▸ Reading text
• • • •
But how do we do it? What can we appeal to? One of the hypotheses we made was to appeal to the sense of vanity, of narcissism, that when you tell your own story, it stimulates you to document yourself, to try to make a good impression. But on the other hand it is indispensable that there be on the part of the listener an interest in making the other’s tale a piece of their own heritage, otherwise it is an exchange between monads, between separate worlds.

Costanza Pratesi

Of course. In all competitions with schools, any photo that arrives is flaunted as an image of the most beautiful landscape in the world, which is one’s own.

This pride in one’s own land has to be subjected to criticism, so that what really is of quality stands out from the rest and is therefore the only one that will be able to impress and fit into the imagination of others.

Click here to watch and listen to this part of the dialogue on video.

Ways of telling stories between different experiences should be experimented with, which broaden the vision and interests of young people. In this sense, the initiative of the Friends of FAI’s Bridge between Cultures is very interesting, mainly animated by foreigners who tell common places read with their own eyes.

Paolo Castelnovi

On the other hand, we are discovering that part of the new sensitivities is linked to the fact that the sense of identity is no longer strictly linked to one’s own territory, but rather is based on one’s own life that takes place over many territories, i.e. one’s experience as an explorer takes on value rather than that of an inhabitant.

If this were true, the school should also be able to give children this feeling of being in a phase of civilisation in which wandering around and getting to know the territories is an important part of one’s culture, and one’s life experience. From that point of view, another person’s account becomes a piece that one adds to one’s own direct experience, and thus one becomes critical, i.e. able to enter into the merits and also interact with the discourses of others. One becomes an active interlocutor and not just a young person applauding to be applauded when it is their turn, as is often the case in these presentations.

If one could work with teachers in this perspective, there is a world to explore.

However, we have ascertained that we need to work over several years, spot experiments are not enough, to consolidate an innovative way of doing things that is unfortunately squashed in the middle of traditional school curricula.

But even among adults, this exchange of roles between those who present the problems and those who listen is happening more and more often. Many times we have seen battles for landscape quality led by tourists, rather than by inhabitants.
• • • •
▸ Records shown
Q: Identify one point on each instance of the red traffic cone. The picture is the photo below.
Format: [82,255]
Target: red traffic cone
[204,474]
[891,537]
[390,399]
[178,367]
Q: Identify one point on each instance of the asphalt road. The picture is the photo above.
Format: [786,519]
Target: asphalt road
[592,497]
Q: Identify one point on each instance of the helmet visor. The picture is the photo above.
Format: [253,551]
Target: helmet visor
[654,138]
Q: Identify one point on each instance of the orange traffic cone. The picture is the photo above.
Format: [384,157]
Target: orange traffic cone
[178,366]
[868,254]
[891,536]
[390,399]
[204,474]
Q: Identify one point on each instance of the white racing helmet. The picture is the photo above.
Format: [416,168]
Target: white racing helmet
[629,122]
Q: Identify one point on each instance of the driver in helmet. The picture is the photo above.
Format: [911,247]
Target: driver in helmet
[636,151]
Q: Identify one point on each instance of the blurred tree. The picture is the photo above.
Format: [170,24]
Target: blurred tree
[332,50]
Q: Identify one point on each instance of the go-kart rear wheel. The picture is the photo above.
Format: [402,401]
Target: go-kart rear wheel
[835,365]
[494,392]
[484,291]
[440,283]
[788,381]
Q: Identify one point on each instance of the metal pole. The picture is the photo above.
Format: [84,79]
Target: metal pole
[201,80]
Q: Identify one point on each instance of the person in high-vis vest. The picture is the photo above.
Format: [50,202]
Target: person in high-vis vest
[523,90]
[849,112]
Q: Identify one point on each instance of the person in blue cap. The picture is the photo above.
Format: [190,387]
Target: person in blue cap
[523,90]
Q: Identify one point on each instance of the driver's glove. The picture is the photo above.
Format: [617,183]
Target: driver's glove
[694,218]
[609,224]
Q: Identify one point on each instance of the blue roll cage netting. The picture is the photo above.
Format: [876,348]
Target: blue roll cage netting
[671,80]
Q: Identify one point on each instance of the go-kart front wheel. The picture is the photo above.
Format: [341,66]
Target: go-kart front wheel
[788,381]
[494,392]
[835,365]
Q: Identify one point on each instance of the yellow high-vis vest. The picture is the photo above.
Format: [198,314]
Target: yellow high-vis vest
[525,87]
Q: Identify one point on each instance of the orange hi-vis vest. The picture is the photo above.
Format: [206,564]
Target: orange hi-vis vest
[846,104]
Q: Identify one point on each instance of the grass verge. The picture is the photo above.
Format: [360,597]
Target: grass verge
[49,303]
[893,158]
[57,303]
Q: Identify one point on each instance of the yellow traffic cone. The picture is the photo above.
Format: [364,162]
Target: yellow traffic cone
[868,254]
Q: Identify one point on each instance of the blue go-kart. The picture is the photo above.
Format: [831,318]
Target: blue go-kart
• • • •
▸ Instruction 1
Quote every sentence in the dialogue on landscape and storytelling that begins with the word "But".
▸ Instruction 2
Extend the dialogue on landscape and storytelling with a few sentences that pick up right after its final line about tourists and inhabitants.
The listing was drawn from a separate source and has no connection to the dialogue on landscape and storytelling.

▸ Task response 1
But how do we do it?
But on the other hand it is indispensable that there be on the part of the listener an interest in making the other’s tale a piece of their own heritage, otherwise it is an exchange between monads, between separate worlds.
But even among adults, this exchange of roles between those who present the problems and those who listen is happening more and more often.

▸ Task response 2
For example, the FAI’s Places of the Heart. Explored statistically, since their first season, they have been at the centre of the presenters’ sense of identity. Then, over the years, the reports become more and more evidence of clashes and initiatives for protection and defence, where often those initiatives are taken by tourists or holidaymakers rather than by inhabitants.

And this is interesting because it is probably on the alliance between aware locals and tourists that future battles for landscape quality will be based.

What is lacking is permanent instrumentation in favour of these initiatives, which otherwise appear as straw fires, episodic.

The only events that are in any case valuable if they are well organised (as FAI almost always does), such as those of performing art, have the limitation that once the event is over, it is all over. These days it is becoming an easy excuse for young people not to take responsibility: they participate willingly, do the event and then that’s it.

Instead, tools must be found so that things remain and become workshops, places where one can continue to think. It is true that whatever the media, what interests us is the quality of the message, but it is also true that it is necessary to allow the message to be deposited, to have time and space to interact and metabolise the new content, without it vanishing and becoming an emotional memory, of which nothing is deposited in an immediately useful way.

This is why FLF continues to invest in forming archives, repositories that are immediately accessible at any time, such as Atlasfor.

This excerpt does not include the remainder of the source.